Required work - Translate this sentence from the hockey article into Spanish: "A 4-2 win over the Bruins followed and the team hasn't lost in regulation since, finishing its franchise-record nine-game stretch on friendly ice with an eight-game point streak."

Extracted text -
════════

Nashville had passed the Wild in the Central Division standings, and for the first time this season, Minnesota found itself outside the top three in the division standings, and amongst a group of contenders for a pair of wild card positions in the Western Conference.
The good news: it was gearing up for a home game against the Boston Bruins. And after that, seven more on Xcel Energy Center ice would follow. Minnesota was on the front end of a record-long nine-game homestand, so there was plenty of time to right the ship ... as long as the Wild could find a way to do just that.

A 4-2 win over the Bruins followed and the team hasn't lost in regulation since, finishing its franchise-record nine-game stretch on friendly ice with an eight-game point streak.
Minnesota's 4-3 overtime loss to the Pittsburgh Penguins shouldn't sour what was a tremendous -- and historic -- homestand, that ended with the Wild netting 15 of a possible 18 points and becoming just the fifth team in the 104-year history of the NHL to win seven games on a homestand of at least nine games or more.
With one month remaining in the regular season, the stretch at home moved the Wild squarely from the postseason bubble, to a far more adventageous position in the Central Division standings, four points ahead of the St. Louis Blues and five clear of the Predators. Minnesota also has a games-in-hand advantage on Nashville.

"I think we got caught up in the dog days there for a little while," said Wild defenseman Alex Goligoski. "We were playing a lot of hockey and the chance to come home and play nine-in-a-row, with the rest between the games that we got, and then also adding the players we got and that excitement ... I think it just gave the locker room that much more energy. And we play well here. It has been a good homestand."

════════

Saved data entries
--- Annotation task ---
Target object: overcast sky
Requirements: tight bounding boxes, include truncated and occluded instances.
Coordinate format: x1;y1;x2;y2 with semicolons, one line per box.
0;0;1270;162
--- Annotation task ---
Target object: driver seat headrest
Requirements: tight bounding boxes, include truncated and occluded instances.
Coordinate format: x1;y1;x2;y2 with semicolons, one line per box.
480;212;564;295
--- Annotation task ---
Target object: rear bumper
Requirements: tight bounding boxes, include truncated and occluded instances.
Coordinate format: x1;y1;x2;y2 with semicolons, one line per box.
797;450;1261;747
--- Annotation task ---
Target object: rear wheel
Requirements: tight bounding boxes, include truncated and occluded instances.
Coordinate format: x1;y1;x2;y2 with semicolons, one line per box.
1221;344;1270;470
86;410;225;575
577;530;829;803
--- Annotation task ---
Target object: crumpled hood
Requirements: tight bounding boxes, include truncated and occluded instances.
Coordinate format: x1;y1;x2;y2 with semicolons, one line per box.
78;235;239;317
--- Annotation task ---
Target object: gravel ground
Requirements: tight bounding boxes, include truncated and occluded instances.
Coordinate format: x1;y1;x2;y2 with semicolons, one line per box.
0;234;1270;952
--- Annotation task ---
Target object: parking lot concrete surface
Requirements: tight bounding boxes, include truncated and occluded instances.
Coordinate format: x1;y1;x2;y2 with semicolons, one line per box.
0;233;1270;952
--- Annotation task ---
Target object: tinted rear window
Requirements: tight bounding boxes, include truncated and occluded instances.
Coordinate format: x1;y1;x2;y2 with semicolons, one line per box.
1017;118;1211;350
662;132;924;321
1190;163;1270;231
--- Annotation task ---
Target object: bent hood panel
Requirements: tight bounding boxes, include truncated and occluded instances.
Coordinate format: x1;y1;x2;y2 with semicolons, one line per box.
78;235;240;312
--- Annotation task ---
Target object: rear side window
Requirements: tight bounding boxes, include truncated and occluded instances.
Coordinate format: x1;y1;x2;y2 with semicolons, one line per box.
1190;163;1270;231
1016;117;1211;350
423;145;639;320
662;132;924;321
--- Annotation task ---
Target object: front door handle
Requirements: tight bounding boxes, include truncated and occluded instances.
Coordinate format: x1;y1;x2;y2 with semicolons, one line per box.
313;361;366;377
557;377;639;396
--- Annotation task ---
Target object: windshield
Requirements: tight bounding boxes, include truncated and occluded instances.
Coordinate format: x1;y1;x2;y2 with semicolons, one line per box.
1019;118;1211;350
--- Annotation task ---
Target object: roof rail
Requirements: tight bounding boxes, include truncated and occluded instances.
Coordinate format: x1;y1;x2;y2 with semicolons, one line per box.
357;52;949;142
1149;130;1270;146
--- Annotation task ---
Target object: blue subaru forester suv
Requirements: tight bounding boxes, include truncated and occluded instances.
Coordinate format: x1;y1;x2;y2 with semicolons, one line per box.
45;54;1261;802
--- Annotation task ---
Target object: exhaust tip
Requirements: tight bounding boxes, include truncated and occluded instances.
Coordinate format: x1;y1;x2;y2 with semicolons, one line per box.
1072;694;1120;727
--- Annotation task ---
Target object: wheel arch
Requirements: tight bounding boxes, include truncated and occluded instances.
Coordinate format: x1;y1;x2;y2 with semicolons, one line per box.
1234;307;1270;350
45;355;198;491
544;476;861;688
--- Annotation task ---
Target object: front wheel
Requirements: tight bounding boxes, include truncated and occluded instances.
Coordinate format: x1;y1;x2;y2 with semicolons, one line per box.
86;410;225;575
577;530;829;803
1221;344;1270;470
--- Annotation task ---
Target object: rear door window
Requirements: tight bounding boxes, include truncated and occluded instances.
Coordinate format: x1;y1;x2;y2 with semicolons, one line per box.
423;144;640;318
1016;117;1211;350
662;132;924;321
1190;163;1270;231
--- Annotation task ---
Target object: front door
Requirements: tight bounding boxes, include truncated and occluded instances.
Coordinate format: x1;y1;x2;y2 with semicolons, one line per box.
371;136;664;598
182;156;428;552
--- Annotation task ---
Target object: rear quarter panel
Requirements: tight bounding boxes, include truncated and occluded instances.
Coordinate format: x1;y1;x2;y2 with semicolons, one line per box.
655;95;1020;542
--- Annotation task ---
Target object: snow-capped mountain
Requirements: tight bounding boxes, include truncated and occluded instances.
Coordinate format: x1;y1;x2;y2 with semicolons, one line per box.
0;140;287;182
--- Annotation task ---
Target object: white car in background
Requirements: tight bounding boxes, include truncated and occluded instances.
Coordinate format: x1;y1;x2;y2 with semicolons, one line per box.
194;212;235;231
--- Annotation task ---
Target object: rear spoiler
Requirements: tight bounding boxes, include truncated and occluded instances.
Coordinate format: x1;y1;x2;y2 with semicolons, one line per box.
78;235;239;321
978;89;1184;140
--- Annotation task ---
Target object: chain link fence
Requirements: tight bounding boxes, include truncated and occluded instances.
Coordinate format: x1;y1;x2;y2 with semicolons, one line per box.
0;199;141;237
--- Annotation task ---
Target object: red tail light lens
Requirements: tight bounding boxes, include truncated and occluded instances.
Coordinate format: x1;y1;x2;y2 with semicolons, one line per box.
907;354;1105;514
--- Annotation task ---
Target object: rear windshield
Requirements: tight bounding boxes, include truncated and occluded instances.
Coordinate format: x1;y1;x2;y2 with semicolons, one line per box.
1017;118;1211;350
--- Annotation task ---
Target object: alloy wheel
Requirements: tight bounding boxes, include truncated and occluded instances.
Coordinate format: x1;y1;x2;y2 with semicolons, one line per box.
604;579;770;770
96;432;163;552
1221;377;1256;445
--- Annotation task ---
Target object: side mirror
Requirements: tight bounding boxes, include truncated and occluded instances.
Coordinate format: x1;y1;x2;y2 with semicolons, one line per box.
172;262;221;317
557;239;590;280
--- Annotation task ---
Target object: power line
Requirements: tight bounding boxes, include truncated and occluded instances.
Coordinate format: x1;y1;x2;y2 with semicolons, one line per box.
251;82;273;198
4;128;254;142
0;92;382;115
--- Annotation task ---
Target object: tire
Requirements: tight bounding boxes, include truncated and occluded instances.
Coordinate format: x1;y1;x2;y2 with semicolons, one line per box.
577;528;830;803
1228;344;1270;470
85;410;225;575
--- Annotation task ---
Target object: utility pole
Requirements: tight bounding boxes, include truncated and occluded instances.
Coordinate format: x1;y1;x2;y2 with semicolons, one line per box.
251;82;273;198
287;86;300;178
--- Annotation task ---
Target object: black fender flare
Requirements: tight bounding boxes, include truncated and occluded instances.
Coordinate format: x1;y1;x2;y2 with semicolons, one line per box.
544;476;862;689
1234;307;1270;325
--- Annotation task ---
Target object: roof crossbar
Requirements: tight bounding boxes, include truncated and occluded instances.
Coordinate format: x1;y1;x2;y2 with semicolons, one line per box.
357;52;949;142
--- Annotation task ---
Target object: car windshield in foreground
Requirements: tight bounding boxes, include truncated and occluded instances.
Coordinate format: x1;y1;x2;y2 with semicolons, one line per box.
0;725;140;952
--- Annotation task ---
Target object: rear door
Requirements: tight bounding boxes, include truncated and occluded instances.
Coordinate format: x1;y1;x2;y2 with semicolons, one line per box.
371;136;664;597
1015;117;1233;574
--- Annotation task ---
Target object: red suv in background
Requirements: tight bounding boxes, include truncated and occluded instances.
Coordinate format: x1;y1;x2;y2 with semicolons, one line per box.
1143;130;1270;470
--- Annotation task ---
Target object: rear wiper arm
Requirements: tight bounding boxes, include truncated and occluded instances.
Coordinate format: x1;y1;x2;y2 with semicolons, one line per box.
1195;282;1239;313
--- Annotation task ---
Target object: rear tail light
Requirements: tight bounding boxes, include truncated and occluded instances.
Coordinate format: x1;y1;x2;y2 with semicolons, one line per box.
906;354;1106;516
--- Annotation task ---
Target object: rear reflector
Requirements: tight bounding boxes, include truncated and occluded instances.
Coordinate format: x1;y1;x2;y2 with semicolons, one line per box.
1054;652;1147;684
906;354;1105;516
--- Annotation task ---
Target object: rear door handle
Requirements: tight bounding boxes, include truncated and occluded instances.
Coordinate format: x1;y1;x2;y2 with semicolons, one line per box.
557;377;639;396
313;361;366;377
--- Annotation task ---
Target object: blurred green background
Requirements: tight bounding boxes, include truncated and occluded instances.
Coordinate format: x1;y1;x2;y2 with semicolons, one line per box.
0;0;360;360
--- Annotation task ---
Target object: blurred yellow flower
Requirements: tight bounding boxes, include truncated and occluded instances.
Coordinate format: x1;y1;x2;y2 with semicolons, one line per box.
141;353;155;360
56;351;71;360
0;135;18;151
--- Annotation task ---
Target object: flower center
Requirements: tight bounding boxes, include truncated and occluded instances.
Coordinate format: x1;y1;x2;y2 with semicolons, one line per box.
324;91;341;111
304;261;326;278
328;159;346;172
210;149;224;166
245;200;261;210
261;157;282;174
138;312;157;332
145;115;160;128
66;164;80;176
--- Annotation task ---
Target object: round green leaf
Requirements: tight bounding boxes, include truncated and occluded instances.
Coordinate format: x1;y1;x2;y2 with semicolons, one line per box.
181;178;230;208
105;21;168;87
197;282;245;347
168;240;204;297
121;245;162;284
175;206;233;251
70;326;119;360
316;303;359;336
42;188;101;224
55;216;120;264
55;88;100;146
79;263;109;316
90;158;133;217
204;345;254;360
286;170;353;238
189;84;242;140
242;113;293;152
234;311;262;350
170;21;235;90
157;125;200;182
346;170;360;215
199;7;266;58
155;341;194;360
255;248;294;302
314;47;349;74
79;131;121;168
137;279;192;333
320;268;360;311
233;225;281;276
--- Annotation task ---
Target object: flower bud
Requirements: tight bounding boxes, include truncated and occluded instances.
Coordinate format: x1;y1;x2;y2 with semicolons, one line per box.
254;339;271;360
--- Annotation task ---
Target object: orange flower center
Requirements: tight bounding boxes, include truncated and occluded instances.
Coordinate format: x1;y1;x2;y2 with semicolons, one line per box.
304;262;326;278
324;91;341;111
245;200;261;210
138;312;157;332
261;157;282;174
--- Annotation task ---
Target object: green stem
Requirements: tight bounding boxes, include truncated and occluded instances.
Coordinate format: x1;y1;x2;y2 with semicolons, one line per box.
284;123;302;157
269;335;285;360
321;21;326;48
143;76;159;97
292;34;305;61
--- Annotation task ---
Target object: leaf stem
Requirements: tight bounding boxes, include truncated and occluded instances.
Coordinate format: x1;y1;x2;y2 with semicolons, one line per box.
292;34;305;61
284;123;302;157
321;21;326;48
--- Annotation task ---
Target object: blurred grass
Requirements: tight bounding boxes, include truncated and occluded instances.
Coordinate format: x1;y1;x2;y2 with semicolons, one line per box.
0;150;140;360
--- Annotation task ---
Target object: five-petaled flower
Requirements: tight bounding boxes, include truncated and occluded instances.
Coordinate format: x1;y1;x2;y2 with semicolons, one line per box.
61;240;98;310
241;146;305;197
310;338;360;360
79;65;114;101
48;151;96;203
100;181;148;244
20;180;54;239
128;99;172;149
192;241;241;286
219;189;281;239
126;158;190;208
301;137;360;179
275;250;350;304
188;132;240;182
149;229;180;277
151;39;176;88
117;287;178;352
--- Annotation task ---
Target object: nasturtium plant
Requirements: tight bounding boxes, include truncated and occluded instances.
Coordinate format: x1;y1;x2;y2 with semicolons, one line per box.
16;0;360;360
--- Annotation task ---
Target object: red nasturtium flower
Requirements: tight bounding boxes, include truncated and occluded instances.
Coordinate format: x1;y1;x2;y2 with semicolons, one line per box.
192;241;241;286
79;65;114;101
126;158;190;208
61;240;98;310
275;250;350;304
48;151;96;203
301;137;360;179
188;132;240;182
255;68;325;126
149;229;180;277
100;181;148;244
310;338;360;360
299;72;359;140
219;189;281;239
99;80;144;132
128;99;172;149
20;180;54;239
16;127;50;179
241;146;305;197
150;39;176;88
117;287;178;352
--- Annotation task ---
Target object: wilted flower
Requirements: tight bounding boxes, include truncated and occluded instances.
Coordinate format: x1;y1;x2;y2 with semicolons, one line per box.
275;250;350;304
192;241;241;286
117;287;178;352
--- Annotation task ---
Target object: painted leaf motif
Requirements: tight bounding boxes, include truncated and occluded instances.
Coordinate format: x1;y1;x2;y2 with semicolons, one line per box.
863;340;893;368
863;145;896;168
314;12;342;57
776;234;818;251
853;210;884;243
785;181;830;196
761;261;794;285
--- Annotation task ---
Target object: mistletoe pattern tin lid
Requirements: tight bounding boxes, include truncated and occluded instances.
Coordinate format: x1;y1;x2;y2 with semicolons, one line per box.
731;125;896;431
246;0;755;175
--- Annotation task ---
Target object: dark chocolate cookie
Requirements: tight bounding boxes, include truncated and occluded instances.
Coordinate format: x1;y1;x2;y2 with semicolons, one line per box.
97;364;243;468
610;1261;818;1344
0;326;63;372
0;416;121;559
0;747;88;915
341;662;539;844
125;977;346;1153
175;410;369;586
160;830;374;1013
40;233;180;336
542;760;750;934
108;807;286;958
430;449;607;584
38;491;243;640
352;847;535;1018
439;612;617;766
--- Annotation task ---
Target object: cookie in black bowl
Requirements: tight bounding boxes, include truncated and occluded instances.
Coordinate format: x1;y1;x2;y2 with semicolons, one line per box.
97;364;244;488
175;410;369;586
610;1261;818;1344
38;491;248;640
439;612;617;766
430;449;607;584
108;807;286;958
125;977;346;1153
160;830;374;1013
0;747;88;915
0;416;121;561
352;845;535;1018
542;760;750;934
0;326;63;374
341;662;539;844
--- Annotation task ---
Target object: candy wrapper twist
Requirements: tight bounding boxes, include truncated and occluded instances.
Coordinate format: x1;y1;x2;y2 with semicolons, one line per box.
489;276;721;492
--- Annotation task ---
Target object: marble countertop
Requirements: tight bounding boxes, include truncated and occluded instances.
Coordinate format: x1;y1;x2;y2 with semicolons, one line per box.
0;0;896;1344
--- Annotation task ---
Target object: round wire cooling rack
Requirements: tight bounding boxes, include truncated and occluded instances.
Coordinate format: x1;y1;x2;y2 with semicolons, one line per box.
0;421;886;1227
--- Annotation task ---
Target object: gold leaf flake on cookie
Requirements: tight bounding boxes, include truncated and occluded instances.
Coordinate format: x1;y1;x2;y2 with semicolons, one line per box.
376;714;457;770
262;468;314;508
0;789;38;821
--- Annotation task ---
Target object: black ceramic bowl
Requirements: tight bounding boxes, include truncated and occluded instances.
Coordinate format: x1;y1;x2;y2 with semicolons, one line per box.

════════

Response to the exercise - A continuación llegó una victoria por 4-2 sobre los Bruins y el equipo no ha perdido en tiempo reglamentario desde entonces, cerrando su serie de nueve partidos en su propia pista, récord de la franquicia, con una racha de ocho partidos consecutivos sumando puntos.